Suatu hari pada tahun 1995, seorang petinggi
SWEC menelepon untuk meminta bertemu denganku. Sambil makan siang, ia membahas
proyek pembangunan kompleks pemrosesan bahan kimia di Indonesia. Ia berusaha
meyakinkanku bahwa pembangunan itu akan menjadi salah satu proyek terbesar
sepanjang seabad sejarah perusahaan. Nilainya tak kurang dari 1 milyar dolar.
“Aku bertekad mewujudkan proyek ini,” katanya dan kemudian, sambil melirihkan
suaranya, ia mengaku, “tapi aku tak bisa melakukannya sebelum menemukan cara
membayar salah seorang anggota keluarga Soeharto sebesar 150 juta dolar.”
“Suap,” jawabku. Ia mengangguk. “Anda pernah
tinggal lama di Indonesia. Tolong beritahukan kepadaku bagaimana
mewujudkannya.” Aku katakan ada empat cara memberi “suap resmi”.

■ BAHAN
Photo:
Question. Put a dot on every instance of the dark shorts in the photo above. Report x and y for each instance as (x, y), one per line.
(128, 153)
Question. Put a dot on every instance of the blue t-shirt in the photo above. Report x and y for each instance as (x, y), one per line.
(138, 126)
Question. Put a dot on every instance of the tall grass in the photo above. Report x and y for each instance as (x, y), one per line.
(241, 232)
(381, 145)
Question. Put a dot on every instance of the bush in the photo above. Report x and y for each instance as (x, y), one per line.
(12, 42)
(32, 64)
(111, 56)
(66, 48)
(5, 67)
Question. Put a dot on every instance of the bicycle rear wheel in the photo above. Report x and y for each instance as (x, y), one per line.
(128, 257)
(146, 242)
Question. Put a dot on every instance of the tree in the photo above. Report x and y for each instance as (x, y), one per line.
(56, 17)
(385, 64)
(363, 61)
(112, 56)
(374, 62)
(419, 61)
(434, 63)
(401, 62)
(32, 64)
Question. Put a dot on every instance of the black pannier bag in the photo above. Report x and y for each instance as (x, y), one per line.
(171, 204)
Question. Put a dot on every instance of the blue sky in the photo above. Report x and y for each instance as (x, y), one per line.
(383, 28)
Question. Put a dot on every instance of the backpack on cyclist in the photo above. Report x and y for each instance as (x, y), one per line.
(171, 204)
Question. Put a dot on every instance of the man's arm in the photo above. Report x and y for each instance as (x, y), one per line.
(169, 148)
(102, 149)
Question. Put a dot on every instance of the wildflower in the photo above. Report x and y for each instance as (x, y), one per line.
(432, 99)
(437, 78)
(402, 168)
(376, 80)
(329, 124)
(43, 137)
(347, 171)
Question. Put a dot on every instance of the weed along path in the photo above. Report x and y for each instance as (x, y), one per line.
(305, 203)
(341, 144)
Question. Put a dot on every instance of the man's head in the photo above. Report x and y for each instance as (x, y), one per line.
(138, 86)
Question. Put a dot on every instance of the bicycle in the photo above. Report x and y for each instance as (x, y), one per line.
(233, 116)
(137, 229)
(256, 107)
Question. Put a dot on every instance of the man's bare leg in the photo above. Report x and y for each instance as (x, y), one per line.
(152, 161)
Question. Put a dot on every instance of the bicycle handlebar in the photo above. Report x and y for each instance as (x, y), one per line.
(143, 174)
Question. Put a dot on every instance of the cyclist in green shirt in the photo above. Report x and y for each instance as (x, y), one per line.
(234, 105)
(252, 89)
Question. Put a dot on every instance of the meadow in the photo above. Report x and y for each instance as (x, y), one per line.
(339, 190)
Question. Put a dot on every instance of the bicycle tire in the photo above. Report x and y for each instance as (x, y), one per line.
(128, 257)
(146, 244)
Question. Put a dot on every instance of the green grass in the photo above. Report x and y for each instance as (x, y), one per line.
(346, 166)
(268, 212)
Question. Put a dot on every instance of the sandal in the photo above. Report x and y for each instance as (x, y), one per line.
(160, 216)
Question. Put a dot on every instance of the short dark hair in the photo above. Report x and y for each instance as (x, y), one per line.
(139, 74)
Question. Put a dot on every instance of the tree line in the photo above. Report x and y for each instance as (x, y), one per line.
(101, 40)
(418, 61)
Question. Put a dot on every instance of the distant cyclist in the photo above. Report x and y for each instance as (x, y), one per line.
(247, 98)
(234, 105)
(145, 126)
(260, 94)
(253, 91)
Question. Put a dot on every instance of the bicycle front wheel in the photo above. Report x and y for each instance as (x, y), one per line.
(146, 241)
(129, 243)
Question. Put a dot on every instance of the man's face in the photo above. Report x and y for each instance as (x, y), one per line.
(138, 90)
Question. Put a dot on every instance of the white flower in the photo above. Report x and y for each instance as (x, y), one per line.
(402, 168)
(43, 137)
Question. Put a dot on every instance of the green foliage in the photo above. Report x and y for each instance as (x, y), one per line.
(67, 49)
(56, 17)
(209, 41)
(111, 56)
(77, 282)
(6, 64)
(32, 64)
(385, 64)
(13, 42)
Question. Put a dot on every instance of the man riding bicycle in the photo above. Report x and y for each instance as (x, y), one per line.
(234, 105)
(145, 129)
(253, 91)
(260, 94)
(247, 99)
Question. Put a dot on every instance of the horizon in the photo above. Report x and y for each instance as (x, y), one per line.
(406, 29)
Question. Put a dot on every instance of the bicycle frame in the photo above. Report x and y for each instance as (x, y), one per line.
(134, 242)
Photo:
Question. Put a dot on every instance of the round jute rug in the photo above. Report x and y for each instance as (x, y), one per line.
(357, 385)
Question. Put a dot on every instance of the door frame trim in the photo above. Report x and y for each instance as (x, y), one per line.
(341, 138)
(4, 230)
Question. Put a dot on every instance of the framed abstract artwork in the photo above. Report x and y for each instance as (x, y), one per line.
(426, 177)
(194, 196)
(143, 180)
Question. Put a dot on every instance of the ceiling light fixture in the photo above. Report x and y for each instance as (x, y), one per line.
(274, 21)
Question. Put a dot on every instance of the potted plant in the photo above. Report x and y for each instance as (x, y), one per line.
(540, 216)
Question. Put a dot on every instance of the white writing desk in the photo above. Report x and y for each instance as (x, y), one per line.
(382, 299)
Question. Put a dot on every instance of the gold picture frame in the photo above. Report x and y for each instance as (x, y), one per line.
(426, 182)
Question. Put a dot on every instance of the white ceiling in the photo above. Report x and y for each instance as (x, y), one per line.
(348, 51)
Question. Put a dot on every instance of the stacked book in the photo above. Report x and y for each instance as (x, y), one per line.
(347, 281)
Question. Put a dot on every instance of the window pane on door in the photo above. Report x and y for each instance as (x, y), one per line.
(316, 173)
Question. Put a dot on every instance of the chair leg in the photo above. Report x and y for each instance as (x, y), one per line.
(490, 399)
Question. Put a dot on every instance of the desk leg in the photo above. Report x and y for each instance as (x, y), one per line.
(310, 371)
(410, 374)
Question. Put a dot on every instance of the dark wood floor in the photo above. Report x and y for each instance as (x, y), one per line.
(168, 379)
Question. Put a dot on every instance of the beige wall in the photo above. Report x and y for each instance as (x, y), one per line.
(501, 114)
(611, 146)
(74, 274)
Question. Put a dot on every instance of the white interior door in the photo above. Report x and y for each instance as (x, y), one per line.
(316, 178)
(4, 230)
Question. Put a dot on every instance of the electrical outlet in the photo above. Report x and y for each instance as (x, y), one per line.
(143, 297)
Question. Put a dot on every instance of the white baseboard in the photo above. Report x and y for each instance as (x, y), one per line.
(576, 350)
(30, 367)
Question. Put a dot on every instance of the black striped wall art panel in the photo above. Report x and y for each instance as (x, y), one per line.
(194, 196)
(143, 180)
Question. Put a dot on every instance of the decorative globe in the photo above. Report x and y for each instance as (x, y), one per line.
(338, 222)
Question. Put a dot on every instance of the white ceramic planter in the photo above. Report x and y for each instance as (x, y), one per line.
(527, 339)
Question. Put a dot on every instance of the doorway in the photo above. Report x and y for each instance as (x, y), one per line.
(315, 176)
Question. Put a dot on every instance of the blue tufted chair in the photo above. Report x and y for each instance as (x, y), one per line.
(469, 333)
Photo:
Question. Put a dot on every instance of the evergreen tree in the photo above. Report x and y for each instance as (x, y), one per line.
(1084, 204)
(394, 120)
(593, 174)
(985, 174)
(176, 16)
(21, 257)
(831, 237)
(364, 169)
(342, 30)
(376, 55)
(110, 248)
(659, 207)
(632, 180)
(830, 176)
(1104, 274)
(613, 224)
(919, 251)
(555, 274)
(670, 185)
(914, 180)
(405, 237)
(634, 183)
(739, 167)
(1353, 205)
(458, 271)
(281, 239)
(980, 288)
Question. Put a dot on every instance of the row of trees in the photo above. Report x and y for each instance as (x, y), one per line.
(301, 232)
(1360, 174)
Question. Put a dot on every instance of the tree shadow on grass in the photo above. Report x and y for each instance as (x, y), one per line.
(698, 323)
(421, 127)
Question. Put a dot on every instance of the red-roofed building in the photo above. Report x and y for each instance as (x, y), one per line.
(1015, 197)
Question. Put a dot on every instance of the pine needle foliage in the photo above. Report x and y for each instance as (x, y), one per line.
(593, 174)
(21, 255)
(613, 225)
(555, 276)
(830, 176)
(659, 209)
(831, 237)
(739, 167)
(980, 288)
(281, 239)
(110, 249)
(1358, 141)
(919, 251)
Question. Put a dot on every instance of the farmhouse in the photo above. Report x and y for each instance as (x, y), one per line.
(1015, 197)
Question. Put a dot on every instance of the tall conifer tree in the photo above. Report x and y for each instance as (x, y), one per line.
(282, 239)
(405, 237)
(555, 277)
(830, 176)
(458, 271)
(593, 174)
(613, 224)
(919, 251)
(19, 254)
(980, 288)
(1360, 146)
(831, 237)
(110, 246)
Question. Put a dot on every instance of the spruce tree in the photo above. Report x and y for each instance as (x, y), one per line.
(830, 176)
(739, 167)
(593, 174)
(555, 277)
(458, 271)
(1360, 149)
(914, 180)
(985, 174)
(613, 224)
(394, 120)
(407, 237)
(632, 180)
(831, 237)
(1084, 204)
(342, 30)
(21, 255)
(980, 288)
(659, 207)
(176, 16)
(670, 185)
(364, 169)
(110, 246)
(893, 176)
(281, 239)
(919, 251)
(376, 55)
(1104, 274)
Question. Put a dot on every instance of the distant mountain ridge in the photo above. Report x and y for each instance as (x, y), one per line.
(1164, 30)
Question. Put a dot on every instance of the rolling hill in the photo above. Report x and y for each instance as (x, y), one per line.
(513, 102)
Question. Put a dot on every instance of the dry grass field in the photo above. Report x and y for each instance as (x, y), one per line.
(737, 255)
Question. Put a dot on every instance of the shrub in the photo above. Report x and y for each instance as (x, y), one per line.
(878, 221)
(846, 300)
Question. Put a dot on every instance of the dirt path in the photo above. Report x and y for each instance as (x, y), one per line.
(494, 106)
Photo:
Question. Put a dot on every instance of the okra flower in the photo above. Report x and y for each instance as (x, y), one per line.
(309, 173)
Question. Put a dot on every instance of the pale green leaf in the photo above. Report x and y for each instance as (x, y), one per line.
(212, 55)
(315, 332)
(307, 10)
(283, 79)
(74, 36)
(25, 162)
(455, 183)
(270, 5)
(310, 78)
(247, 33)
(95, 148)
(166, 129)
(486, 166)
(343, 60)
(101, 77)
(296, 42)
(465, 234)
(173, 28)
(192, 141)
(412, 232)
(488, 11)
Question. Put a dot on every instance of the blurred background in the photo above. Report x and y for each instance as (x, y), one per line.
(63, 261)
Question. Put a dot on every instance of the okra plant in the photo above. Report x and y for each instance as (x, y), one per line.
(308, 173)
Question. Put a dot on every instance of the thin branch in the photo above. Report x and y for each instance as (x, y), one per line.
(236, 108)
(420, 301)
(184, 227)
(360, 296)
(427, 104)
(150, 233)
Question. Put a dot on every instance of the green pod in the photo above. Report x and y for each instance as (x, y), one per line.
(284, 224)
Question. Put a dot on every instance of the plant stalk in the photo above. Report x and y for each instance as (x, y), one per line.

■ TUGAS A
Salin bagian kutipan di antara "Suatu hari pada" dan "1 milyar dolar.", termasuk kedua ujungnya, tanpa mengubah satu kata pun.
■ TUGAS B
Menurut kutipan, berapa jumlah uang yang harus dibayarkan kepada salah seorang anggota keluarga Soeharto?

■ JAWABAN A
Suatu hari pada tahun 1995, seorang petinggi
SWEC menelepon untuk meminta bertemu denganku. Sambil makan siang, ia membahas
proyek pembangunan kompleks pemrosesan bahan kimia di Indonesia. Ia berusaha
meyakinkanku bahwa pembangunan itu akan menjadi salah satu proyek terbesar
sepanjang seabad sejarah perusahaan. Nilainya tak kurang dari 1 milyar dolar.

■ JAWABAN B
Sebesar 150 juta dolar.